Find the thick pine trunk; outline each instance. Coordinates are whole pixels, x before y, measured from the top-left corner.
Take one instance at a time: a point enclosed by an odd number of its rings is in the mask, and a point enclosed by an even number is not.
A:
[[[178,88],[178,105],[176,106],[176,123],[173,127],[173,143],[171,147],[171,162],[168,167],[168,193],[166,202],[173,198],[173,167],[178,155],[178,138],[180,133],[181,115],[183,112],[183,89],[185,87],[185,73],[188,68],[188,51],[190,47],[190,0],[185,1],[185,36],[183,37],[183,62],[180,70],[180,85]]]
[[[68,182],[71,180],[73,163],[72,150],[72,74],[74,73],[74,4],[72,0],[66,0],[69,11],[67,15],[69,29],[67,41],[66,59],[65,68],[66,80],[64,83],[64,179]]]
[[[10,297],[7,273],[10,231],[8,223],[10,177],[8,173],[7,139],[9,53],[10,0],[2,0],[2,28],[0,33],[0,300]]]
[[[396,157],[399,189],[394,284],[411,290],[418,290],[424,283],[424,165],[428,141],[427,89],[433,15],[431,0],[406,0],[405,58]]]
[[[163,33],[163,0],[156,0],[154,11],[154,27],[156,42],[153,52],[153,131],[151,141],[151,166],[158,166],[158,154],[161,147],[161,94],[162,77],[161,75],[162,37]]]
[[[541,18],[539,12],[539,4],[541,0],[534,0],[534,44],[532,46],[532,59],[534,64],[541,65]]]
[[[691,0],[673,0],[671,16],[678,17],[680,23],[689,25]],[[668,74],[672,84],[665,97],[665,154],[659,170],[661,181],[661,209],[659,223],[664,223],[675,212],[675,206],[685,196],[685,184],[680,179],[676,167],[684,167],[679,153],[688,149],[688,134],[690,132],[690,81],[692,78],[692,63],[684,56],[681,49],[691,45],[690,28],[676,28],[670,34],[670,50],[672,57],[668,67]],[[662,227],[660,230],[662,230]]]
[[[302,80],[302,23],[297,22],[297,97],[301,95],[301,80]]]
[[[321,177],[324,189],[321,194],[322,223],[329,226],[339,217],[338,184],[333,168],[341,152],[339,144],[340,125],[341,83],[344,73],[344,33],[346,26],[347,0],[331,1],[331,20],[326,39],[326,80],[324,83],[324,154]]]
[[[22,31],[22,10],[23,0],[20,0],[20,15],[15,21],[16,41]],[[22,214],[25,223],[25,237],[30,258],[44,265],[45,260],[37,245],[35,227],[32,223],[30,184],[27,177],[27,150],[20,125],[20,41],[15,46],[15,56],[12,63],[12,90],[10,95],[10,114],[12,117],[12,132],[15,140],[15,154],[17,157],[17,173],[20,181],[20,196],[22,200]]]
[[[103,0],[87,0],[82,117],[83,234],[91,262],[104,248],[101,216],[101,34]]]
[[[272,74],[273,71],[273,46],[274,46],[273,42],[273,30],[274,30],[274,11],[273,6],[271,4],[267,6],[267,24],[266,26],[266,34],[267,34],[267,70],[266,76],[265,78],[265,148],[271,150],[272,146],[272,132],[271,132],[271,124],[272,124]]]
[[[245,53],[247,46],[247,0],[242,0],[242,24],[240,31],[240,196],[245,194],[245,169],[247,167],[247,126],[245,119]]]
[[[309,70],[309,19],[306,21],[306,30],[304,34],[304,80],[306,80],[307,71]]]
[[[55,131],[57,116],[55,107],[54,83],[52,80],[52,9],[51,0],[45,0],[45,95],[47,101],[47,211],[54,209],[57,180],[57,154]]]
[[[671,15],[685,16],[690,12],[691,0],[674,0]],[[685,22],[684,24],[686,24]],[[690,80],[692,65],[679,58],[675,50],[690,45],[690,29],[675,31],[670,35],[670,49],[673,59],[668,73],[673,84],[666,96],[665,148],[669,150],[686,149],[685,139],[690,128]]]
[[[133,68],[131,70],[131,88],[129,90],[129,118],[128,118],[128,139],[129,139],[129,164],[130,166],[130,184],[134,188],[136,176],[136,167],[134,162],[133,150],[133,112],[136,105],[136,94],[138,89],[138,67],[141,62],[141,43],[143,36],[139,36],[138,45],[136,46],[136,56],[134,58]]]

--------------------

- **TASK GOAL**
Return each line of the data that contains the string "instance".

- **ANSWER IN FULL**
Find the thick pine trunk; outline each instance. Coordinates are whole pixels, x before y, measured from the top-left corner.
Take one instance at a time: a point enclosed by an odd number of its rings is in the mask, and a point enclosed by an even number is not.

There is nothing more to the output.